** WHAT NEEDS TO BE DONE **
Read the lines below. Copy out any that hold the string "glass".

** RECORDS TO USE **
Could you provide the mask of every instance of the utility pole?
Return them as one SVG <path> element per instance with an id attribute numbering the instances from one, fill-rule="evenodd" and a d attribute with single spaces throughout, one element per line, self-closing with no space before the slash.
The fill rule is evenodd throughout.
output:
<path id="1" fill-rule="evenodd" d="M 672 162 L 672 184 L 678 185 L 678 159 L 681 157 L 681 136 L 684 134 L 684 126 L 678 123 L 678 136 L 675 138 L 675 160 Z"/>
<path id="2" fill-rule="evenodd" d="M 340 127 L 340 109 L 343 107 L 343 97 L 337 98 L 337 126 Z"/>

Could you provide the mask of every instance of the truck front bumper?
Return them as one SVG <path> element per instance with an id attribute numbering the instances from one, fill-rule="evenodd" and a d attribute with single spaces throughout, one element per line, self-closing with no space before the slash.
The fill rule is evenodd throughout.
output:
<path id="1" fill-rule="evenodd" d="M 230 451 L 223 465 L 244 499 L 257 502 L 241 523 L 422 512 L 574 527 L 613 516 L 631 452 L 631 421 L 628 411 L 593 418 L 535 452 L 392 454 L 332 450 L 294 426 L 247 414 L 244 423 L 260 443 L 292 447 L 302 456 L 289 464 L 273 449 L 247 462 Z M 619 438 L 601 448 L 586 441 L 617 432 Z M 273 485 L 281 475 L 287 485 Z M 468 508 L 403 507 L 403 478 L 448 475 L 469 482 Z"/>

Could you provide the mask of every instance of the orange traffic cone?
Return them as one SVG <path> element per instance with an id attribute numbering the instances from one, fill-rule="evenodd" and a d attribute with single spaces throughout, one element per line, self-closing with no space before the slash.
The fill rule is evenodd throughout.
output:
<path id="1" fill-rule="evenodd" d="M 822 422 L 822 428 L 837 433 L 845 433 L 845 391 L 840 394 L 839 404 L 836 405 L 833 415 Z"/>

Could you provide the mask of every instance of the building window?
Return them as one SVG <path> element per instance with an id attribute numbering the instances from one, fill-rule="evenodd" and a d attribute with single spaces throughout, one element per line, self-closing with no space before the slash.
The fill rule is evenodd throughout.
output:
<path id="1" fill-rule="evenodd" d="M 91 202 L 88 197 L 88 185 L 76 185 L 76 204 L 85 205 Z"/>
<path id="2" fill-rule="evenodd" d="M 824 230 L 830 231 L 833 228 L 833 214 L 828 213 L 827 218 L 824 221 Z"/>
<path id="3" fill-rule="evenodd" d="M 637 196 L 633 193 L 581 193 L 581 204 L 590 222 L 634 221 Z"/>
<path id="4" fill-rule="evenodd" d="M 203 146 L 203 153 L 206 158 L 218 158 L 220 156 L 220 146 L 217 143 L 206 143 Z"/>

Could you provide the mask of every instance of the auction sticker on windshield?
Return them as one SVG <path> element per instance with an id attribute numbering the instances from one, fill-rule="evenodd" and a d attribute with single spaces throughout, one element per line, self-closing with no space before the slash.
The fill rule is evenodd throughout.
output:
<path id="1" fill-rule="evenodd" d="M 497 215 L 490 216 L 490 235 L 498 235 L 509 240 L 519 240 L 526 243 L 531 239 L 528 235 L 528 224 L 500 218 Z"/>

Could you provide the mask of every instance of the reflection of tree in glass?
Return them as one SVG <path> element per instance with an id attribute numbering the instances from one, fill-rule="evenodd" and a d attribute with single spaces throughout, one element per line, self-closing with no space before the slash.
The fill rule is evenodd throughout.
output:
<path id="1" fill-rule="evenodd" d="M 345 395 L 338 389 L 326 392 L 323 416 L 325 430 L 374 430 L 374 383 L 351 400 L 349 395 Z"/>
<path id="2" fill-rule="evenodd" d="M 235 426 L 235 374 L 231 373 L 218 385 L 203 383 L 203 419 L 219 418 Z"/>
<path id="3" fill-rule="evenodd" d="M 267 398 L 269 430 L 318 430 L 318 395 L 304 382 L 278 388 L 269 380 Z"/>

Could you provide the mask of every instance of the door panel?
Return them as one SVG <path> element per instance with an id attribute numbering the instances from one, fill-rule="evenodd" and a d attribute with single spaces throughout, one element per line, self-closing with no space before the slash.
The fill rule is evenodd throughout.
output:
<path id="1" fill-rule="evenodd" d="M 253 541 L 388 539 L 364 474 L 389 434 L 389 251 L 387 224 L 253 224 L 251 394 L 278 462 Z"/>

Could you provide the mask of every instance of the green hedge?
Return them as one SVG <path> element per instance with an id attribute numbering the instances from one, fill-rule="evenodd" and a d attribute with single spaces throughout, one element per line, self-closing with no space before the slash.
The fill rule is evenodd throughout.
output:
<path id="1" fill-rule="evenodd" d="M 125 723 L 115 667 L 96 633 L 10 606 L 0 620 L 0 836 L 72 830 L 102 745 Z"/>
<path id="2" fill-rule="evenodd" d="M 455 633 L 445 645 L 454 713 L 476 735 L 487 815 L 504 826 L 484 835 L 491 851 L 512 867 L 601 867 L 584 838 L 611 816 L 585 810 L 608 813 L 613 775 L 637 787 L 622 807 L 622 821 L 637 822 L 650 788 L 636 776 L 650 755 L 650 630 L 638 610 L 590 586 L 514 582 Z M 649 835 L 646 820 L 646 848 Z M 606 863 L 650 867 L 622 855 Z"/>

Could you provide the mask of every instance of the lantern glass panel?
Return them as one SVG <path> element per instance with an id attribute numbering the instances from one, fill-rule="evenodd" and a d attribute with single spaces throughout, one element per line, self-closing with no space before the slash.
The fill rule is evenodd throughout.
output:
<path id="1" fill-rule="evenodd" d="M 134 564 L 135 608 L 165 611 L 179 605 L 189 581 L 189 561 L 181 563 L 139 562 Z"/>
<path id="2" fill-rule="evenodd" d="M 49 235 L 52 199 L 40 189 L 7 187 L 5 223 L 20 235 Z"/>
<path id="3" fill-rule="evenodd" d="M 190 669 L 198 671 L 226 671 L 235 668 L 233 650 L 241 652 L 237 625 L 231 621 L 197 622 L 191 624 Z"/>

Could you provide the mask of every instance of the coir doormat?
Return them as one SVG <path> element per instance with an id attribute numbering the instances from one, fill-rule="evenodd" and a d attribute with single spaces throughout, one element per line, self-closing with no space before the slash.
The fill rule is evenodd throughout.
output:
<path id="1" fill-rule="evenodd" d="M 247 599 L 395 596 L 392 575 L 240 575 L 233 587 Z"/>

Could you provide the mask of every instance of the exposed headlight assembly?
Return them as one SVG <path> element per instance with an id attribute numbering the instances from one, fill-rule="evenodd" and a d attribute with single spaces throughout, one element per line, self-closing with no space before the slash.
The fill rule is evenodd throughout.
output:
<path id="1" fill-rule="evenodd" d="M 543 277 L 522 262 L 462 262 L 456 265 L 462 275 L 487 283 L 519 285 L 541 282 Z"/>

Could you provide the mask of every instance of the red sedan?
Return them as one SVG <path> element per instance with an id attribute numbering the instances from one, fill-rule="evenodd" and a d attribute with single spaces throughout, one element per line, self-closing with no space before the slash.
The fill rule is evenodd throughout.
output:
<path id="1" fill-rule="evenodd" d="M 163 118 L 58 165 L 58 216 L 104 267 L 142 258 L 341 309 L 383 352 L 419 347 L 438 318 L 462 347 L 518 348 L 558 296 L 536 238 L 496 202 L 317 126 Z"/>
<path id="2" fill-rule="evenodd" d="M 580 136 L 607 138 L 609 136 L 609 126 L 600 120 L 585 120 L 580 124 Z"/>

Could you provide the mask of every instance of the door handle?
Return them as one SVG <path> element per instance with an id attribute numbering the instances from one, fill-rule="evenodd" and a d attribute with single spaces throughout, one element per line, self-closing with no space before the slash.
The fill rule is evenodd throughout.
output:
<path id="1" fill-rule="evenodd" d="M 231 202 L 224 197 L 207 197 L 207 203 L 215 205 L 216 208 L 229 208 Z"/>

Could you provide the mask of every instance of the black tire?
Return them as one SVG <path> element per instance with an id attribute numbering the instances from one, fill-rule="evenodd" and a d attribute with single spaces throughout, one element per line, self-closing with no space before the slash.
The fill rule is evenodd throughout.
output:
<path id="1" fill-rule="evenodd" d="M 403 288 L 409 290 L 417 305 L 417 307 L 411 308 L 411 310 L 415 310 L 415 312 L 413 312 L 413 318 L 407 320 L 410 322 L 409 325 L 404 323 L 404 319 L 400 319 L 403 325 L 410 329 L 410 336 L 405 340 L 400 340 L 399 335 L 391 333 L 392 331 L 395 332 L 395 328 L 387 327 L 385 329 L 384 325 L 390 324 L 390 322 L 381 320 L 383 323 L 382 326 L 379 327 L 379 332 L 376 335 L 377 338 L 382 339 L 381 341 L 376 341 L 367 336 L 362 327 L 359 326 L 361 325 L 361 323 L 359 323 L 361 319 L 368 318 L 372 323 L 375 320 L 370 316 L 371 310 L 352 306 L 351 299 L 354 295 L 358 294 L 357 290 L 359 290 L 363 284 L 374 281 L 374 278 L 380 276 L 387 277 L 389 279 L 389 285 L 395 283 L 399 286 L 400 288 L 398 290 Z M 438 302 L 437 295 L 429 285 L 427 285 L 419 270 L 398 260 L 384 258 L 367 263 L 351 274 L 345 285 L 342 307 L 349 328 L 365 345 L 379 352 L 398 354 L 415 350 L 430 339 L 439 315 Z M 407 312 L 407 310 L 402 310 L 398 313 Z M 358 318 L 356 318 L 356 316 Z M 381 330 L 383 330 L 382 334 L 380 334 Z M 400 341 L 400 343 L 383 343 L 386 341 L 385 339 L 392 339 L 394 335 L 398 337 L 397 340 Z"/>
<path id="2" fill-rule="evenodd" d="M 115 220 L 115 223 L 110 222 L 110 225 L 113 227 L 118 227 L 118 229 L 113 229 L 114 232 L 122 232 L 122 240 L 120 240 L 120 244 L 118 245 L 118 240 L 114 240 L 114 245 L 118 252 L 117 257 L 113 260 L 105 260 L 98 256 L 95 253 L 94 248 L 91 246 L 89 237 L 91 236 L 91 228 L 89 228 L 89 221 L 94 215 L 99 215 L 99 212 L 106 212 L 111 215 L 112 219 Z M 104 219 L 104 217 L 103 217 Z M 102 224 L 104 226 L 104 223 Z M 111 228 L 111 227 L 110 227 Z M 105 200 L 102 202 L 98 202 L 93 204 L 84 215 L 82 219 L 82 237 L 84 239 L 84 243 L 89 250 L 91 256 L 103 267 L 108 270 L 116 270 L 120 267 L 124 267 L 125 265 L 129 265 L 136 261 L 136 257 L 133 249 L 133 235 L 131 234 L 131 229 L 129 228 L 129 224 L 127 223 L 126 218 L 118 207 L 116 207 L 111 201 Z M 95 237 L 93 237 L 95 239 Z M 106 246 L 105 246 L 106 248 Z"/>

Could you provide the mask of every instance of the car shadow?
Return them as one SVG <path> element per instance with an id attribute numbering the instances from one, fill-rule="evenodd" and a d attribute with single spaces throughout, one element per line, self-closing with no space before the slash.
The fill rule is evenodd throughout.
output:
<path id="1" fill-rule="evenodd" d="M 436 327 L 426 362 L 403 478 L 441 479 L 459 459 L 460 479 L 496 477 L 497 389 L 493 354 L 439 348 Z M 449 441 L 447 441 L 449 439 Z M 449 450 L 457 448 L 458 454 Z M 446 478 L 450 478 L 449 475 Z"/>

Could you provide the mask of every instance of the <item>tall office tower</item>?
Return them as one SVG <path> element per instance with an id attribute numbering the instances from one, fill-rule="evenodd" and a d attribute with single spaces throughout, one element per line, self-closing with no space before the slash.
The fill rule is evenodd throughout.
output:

** RESPONSE **
Could you provide the mask of every instance of the reflection of tree in glass?
Could you provide the mask of every instance of the lantern glass panel?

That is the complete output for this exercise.